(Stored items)

• • • •

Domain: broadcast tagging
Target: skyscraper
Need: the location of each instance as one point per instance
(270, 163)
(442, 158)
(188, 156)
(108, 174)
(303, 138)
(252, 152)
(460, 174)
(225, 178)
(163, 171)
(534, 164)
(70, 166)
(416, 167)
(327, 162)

• • • •

What to produce:
The records above must be reproduced word for word.

Task solution:
Domain: broadcast tagging
Target: skyscraper
Need: the location of each instance as one point per instance
(270, 163)
(442, 158)
(188, 156)
(108, 174)
(303, 138)
(252, 152)
(460, 174)
(225, 178)
(163, 171)
(534, 164)
(70, 166)
(416, 167)
(327, 162)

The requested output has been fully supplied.